**Requirements**
Repeat, word for word, the lines of the material from the line containing "Locate the grassy" through its final line, both included.

**Data supplied**
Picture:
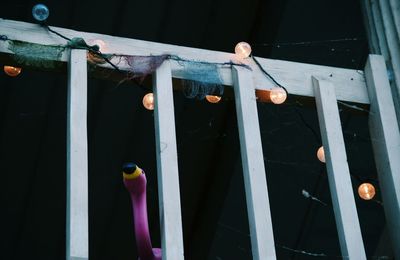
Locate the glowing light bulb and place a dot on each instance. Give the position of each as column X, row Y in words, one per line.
column 366, row 191
column 148, row 101
column 277, row 95
column 213, row 99
column 93, row 57
column 40, row 12
column 12, row 71
column 321, row 154
column 243, row 50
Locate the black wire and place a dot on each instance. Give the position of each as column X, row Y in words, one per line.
column 57, row 33
column 268, row 75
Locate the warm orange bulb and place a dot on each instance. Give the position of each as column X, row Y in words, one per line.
column 213, row 99
column 12, row 71
column 321, row 154
column 366, row 191
column 243, row 50
column 278, row 95
column 148, row 101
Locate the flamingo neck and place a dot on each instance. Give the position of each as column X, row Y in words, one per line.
column 142, row 233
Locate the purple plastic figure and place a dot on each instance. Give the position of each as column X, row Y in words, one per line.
column 135, row 182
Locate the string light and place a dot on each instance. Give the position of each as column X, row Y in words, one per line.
column 321, row 154
column 148, row 101
column 12, row 71
column 278, row 95
column 243, row 50
column 366, row 191
column 93, row 57
column 40, row 12
column 213, row 99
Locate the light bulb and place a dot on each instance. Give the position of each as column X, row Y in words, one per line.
column 93, row 57
column 321, row 154
column 277, row 95
column 366, row 191
column 213, row 99
column 40, row 12
column 243, row 50
column 102, row 45
column 148, row 101
column 12, row 71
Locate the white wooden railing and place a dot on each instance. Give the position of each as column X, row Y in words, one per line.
column 326, row 84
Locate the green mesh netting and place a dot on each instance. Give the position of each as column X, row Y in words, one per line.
column 37, row 55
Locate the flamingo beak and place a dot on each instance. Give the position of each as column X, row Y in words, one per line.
column 131, row 171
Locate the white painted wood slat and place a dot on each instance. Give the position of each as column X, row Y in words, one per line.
column 262, row 239
column 167, row 165
column 77, row 159
column 346, row 216
column 385, row 138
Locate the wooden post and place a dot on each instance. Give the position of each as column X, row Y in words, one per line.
column 344, row 206
column 385, row 138
column 77, row 159
column 262, row 239
column 167, row 165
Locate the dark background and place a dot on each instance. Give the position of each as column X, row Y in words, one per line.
column 33, row 123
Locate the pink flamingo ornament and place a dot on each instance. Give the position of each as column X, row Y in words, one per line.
column 135, row 182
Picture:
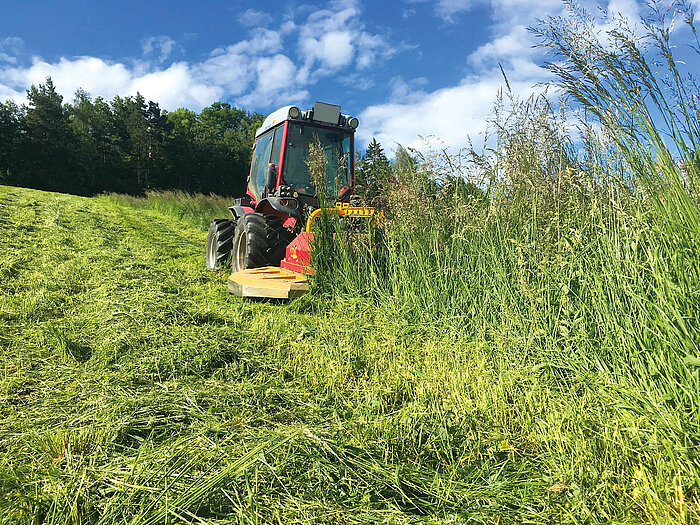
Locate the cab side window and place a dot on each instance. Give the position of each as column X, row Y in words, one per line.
column 263, row 149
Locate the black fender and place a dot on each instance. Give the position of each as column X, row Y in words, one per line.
column 276, row 204
column 240, row 211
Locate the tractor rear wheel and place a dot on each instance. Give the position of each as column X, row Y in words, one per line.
column 259, row 240
column 219, row 243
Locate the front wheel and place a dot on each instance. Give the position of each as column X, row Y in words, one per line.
column 219, row 243
column 259, row 240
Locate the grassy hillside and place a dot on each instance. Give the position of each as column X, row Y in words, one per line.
column 134, row 389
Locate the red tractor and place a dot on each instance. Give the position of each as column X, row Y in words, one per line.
column 268, row 240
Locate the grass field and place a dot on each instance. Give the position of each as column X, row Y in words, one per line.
column 522, row 350
column 135, row 389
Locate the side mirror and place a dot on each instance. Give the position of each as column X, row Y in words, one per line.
column 271, row 178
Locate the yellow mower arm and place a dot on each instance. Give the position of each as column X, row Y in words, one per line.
column 342, row 209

**Problem solution**
Locate the grassy hillside and place a dot on each instance. Give the position of each as column X, row Y in words, one per line.
column 134, row 389
Locate the red tractor and place a dot on each instance. Give the position of each as column X, row Y in words, one per line.
column 268, row 240
Locate the grass field and place a dot on each instance. Give the position of each as column X, row Y in words, one per line.
column 522, row 350
column 135, row 389
Locate the side mirror and place a dot on each instance. Give the position of each as column X, row Y in words, one per line.
column 271, row 178
Locate the yellow mower arm and place a dot on each instance. Give the position of each as column X, row Y in words, one per line.
column 342, row 209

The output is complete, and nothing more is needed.